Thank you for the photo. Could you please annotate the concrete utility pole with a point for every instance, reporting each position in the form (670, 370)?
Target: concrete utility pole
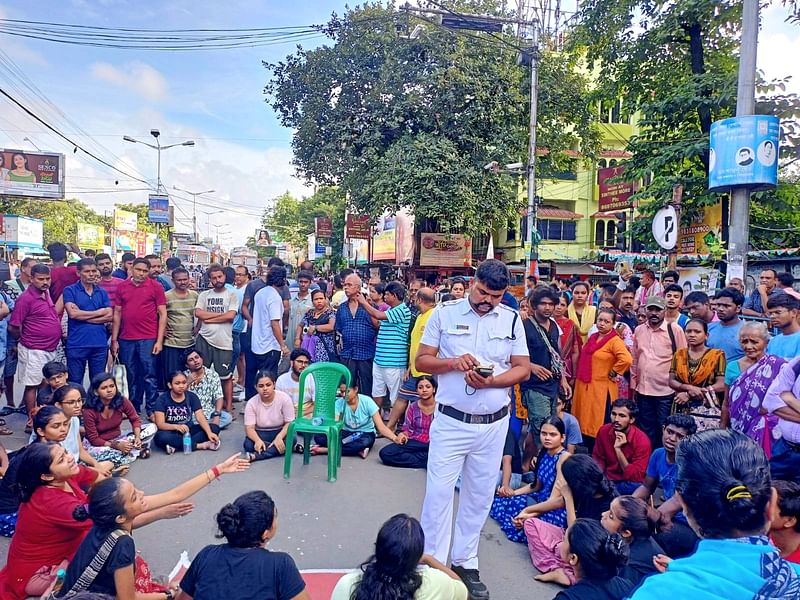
(739, 232)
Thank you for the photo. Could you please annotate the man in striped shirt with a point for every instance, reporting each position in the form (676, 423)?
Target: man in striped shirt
(391, 348)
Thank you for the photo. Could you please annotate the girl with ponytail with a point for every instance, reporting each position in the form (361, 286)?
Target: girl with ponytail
(632, 520)
(393, 572)
(595, 557)
(243, 568)
(536, 498)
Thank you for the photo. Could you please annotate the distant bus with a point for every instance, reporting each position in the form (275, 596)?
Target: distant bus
(193, 254)
(244, 256)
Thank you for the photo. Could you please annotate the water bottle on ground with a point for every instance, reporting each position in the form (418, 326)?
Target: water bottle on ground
(61, 575)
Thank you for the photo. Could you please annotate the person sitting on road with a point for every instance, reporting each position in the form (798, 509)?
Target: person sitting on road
(622, 449)
(102, 419)
(585, 493)
(361, 421)
(205, 382)
(725, 488)
(411, 451)
(596, 557)
(629, 517)
(538, 495)
(289, 382)
(674, 533)
(173, 416)
(399, 569)
(247, 524)
(115, 508)
(68, 399)
(266, 419)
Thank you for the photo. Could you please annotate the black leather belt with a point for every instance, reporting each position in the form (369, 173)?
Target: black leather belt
(473, 419)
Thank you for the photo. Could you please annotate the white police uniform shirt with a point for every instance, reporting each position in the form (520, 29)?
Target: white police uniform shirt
(456, 329)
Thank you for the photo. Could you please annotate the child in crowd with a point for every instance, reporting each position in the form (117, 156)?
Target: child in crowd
(785, 526)
(102, 418)
(674, 534)
(629, 517)
(394, 570)
(539, 495)
(595, 556)
(247, 524)
(173, 416)
(411, 451)
(586, 493)
(361, 421)
(66, 428)
(266, 419)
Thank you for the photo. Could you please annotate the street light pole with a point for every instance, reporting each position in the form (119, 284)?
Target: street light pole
(739, 232)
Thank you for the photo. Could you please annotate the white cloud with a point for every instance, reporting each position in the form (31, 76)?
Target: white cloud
(135, 76)
(778, 41)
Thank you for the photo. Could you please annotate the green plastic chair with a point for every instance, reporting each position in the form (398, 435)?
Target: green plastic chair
(327, 377)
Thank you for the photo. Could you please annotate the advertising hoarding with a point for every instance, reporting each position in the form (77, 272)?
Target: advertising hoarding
(696, 238)
(124, 220)
(441, 250)
(743, 151)
(613, 196)
(158, 209)
(31, 174)
(358, 227)
(91, 236)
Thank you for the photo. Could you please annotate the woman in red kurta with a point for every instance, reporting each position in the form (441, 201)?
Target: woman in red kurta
(52, 486)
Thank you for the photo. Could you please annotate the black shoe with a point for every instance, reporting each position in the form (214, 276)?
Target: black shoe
(475, 587)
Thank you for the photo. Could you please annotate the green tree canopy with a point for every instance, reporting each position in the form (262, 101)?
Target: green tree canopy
(394, 122)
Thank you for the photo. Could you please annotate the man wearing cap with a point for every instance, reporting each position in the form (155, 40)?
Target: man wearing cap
(477, 348)
(654, 343)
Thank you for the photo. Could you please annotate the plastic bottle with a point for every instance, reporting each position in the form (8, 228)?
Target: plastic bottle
(61, 575)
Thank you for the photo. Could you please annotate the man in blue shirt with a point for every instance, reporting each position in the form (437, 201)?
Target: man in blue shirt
(724, 334)
(89, 309)
(358, 335)
(756, 304)
(782, 310)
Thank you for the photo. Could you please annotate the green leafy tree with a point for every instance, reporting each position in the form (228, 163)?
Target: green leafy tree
(676, 63)
(394, 122)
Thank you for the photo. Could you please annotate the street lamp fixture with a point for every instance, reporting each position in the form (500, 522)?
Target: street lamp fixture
(158, 148)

■ EXERCISE ■
Write out the full listing verbatim, excluding its pictures.

■ SOLUTION ■
Thank you for the photo. Could you please annotate the concrete utility pole with a point for every instance, reporting each position in the form (670, 370)?
Target: concrete utility pole
(739, 232)
Thank you for the photo. Could you please annotate the man in striped shirt with a point for every instance, reporting each position in the form (676, 423)?
Target: man in striped shirt
(391, 348)
Thank you for the photo. Could you please annotate the girl with ponytail with a point for every instance, reporting each position in the form (361, 286)?
Target: girl with ponytail
(632, 520)
(393, 572)
(595, 557)
(243, 568)
(536, 498)
Thank you for the photo. Could you please annotate the distant bus with a point for every instance, reporting each position in the form (275, 596)?
Target: distant bus
(193, 254)
(244, 256)
Thank you for the photo. Could you please annotate the water bottle on ground with a point for every instance, reporting each position in the form (418, 326)?
Target: water bottle on ground
(61, 575)
Thank you for the photo. Could you please annotate the person sitting on road with a point for every instance, reporting each position in the form (798, 509)?
Target: person sitting on road
(622, 449)
(102, 419)
(585, 493)
(361, 421)
(205, 382)
(725, 488)
(411, 451)
(596, 557)
(629, 517)
(538, 495)
(289, 382)
(674, 533)
(173, 416)
(399, 569)
(247, 524)
(115, 508)
(68, 399)
(266, 419)
Thank you for the photo. Could you please annotate the black leather belt with a point for every instance, reporting each position in the form (369, 173)?
Target: black leather belt
(473, 419)
Thank you for the photo. Could you please annotate the white police uniform shirt with a point for every instance, reporting each position in the form (520, 29)?
Target: white police uniform shirt
(456, 329)
Thank you for the photo. Could you please annotate the child in crowd with a point for every instance, reporting each position in the form (117, 156)?
Target: child in crowd
(785, 526)
(102, 418)
(674, 534)
(629, 517)
(394, 570)
(539, 495)
(595, 556)
(247, 524)
(173, 416)
(411, 451)
(586, 493)
(361, 421)
(66, 428)
(266, 419)
Thank you for the photo. Could you please annotate the street light pole with a point for every instance, reporting each position in the form (119, 284)?
Target: street light pole
(739, 232)
Thank you for the photo. Could you please annotate the white cloud with a point for every instance, reporting each position in the form (31, 76)?
Target: white cloud
(135, 76)
(778, 41)
Thank you for the photo. Could you please annotate the green plastic chair with a point for every instance, reporting each position in the form (398, 435)?
Target: green plastic chair
(327, 377)
Thank you for the photo. Could you please annotate the advertising hoarding with a point for every instance, reporting each position in the form (77, 272)?
Target: advertising hoarding
(696, 238)
(124, 220)
(441, 250)
(743, 151)
(613, 196)
(158, 209)
(31, 174)
(358, 227)
(91, 236)
Thank you for the photo. Could you please annotate the woman in red kurta with a point for every instance, reporting each position in the form (441, 201)?
Target: woman in red kurta
(52, 486)
Thank you for the photo. Could you please annotate the black shoe with a point for every instance, reporting each position in the form (214, 276)?
Target: black shoe
(475, 587)
Thank you for the photo. Could you please annotate the green tree canopy with a point for every instance, reporting each position in the form (262, 101)?
Target: green tree canopy
(394, 122)
Thank you for the photo. Could you please annotate the man wearing cap with a point for every instance, reporting each position in the form (155, 40)?
Target: man wearing cap
(477, 348)
(654, 343)
Thank you for the photo. Could you please annotate the plastic bottle with a point for every instance, reporting each position in the form (8, 228)?
Target: plastic bottle
(61, 575)
Thank you for the photo. Could you please annotate the man in blue shirt with a point for every instance, reporting each position in the form (437, 201)?
Target: man in blue shirt
(724, 334)
(89, 309)
(358, 335)
(756, 304)
(782, 310)
Thank you for the photo. Could you please annotate the green leafy tree with a point for every instance, reporting each position in the form (228, 163)?
Target: green leafy tree
(676, 63)
(394, 122)
Thank you for the photo. Could you please annotate the street lamp fixture with a point for every instance, reporting each position in the form (500, 522)?
Target: street lamp fixture
(158, 148)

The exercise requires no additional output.